→ Problem requirements
Can you copy out the data exactly? Leave the images out.

Image point grounding data
* * *

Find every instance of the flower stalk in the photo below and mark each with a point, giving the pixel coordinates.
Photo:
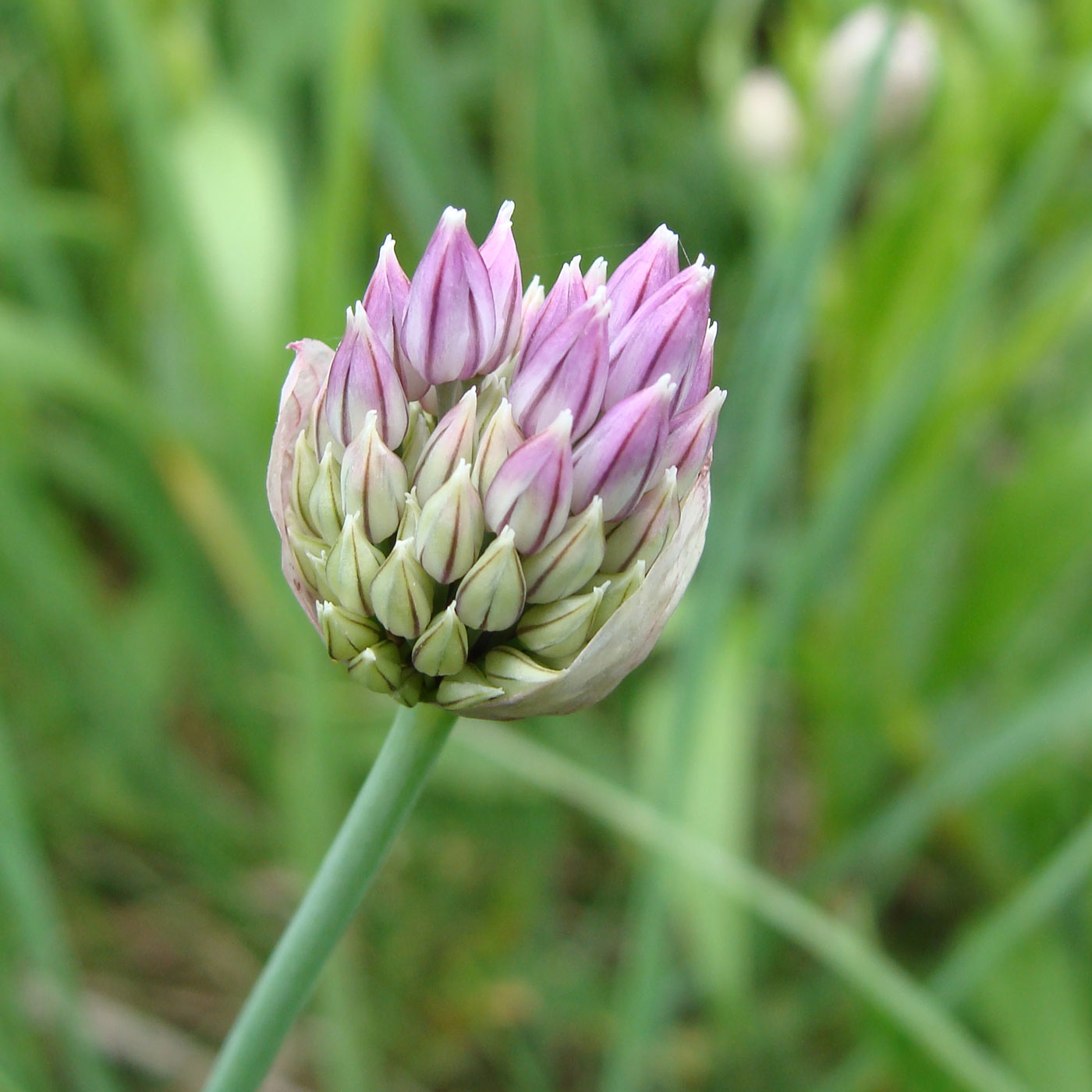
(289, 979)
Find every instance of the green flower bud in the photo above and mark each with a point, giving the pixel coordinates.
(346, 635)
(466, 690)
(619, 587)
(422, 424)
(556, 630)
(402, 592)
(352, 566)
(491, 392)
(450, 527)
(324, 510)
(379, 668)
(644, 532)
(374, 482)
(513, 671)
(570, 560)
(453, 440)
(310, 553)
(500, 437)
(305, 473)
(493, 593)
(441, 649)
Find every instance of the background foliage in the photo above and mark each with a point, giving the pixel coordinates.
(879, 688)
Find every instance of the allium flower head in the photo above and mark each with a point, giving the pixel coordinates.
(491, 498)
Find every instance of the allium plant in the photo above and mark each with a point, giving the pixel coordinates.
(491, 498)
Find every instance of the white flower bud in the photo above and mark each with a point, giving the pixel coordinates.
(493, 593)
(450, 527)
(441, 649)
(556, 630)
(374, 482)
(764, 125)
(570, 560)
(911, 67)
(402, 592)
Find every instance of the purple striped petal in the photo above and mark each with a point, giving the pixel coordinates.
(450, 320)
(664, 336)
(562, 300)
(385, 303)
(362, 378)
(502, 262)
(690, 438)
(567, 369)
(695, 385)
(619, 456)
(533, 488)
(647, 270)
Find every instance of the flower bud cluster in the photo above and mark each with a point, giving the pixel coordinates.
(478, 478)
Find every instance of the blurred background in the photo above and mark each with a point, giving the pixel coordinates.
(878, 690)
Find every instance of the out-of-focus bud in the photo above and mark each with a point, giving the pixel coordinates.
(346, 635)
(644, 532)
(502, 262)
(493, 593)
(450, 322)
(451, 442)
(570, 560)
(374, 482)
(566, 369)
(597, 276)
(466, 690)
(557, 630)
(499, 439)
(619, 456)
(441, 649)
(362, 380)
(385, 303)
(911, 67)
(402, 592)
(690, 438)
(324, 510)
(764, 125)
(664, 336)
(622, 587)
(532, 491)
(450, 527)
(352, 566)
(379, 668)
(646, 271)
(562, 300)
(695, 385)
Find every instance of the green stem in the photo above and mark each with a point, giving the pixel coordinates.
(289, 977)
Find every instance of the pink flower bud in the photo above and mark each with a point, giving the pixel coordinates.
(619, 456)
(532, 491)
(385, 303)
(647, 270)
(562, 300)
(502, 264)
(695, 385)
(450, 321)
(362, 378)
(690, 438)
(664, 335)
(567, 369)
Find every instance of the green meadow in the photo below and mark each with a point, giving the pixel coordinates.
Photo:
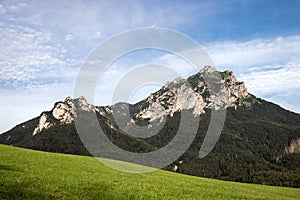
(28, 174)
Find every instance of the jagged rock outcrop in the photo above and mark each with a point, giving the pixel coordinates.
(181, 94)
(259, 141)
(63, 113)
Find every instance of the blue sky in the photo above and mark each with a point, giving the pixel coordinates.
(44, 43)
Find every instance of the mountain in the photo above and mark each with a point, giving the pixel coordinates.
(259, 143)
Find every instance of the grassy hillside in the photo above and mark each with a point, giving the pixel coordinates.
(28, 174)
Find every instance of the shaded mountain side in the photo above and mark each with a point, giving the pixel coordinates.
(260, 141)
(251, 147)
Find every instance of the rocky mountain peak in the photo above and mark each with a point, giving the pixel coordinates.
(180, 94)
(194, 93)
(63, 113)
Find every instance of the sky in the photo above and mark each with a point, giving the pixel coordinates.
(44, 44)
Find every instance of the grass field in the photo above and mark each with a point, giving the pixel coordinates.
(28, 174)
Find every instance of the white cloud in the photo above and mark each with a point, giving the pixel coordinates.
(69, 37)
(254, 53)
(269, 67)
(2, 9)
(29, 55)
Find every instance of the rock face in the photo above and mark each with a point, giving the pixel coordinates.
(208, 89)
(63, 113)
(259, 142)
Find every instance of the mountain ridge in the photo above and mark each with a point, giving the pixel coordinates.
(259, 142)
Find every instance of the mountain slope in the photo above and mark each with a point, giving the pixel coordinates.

* * *

→ Answer box
Find every instance of the flower stalk in the photo below and mark each with a point, giving the pixel coordinates.
Photo:
(289, 979)
Find every instance of the green flower bud in the photo above and mark each with a point, giving the pixel coordinates.
(346, 635)
(466, 690)
(619, 587)
(422, 424)
(556, 630)
(402, 592)
(352, 566)
(491, 392)
(450, 527)
(324, 510)
(379, 668)
(644, 532)
(374, 482)
(513, 671)
(570, 560)
(453, 440)
(310, 553)
(500, 437)
(305, 473)
(493, 593)
(441, 649)
Find every instance of the background foliage in the photo above and mark each with a point, giving the pixel coordinates.
(879, 688)
Find every instance of the allium flower head in the photo above and mark each with a point, giving the pixel coordinates.
(491, 498)
Find every instance of the allium plant in the photo above and mark each with a point, giving the pixel coordinates.
(491, 498)
Find every instance of the white flower bud in the photo above and mark each with a point, giving the pixel coordinates.
(493, 593)
(450, 527)
(441, 649)
(556, 630)
(374, 482)
(764, 125)
(570, 560)
(911, 67)
(402, 592)
Find every instance of the purple striped petal in the photo above and mark each with a point, giving the pixel coordinates.
(450, 320)
(664, 336)
(562, 300)
(385, 303)
(362, 378)
(502, 262)
(690, 438)
(567, 369)
(695, 385)
(619, 456)
(533, 488)
(647, 270)
Find every instance of the flower bud cluster in the photo above and mark each with a point, giving the pixel coordinates.
(478, 478)
Find every instance of the blurred background in the photo above and mark each with a point, giving the pixel coordinates.
(878, 690)
Find every instance of the out-of-focus bud in the photo above and mark each with a point, giving the pixel coordinates.
(346, 635)
(644, 532)
(502, 262)
(493, 593)
(450, 322)
(451, 442)
(570, 560)
(374, 482)
(566, 369)
(597, 276)
(466, 690)
(557, 630)
(499, 439)
(619, 456)
(441, 649)
(362, 380)
(385, 303)
(911, 67)
(402, 592)
(690, 438)
(324, 510)
(764, 125)
(664, 336)
(622, 587)
(532, 491)
(450, 527)
(352, 566)
(379, 668)
(646, 271)
(562, 300)
(695, 385)
Find every instance of the green stem in the photo above and mark each with a point, giving the pixel coordinates.
(289, 977)
Find every instance of the pink flower bud in the photo above and mark each with a point, giving the pixel coordinates.
(619, 456)
(532, 491)
(385, 303)
(647, 270)
(562, 300)
(502, 264)
(695, 385)
(450, 321)
(362, 378)
(690, 438)
(664, 335)
(567, 369)
Find every instance of the green meadow in the photo below and mark each with a point, giving the pixel coordinates.
Photo:
(28, 174)
Find every instance of the jagged rock outcrop in the photo above and mark each with a point, giving the pixel coordinates.
(181, 94)
(259, 141)
(63, 113)
Find every instance of the blue sky in the photo above and mark each with a point, giving the pixel coordinates.
(44, 43)
Find every instance of the mountain in the photo above and mark each with a point, giving the pixel coordinates.
(259, 143)
Find every instance of the grassy hillside in the photo above and mark each with a point, giving the pixel coordinates.
(28, 174)
Find every instance of the shaded mountain side in the photo above and mark each with a point, giving the pixel coordinates.
(260, 141)
(251, 147)
Find every instance of the rocky mountain peak in the photo above and mark each with a point, giving the pixel coordinates.
(180, 94)
(194, 93)
(63, 113)
Find every instance of the sky in the photo above and mark each with a point, giving the pixel coordinates.
(44, 44)
Find every instance of the grass field in the photo above and mark each with a point, giving the pixel coordinates.
(28, 174)
Find every instance of the white cloud in the photo above and mark each with a point, giving the pixel coordinates.
(69, 37)
(254, 53)
(269, 67)
(2, 9)
(29, 55)
Find every instance of the rock face in the photo above and mark each with a point, giving the pixel coordinates.
(208, 89)
(63, 113)
(259, 142)
Find every instance of the mountain ridge in the photo above and mark each with a point, giving the pixel coordinates.
(259, 142)
Find every instance of the mountain slope in the photo above and mark each with a point, giving the pixel coordinates.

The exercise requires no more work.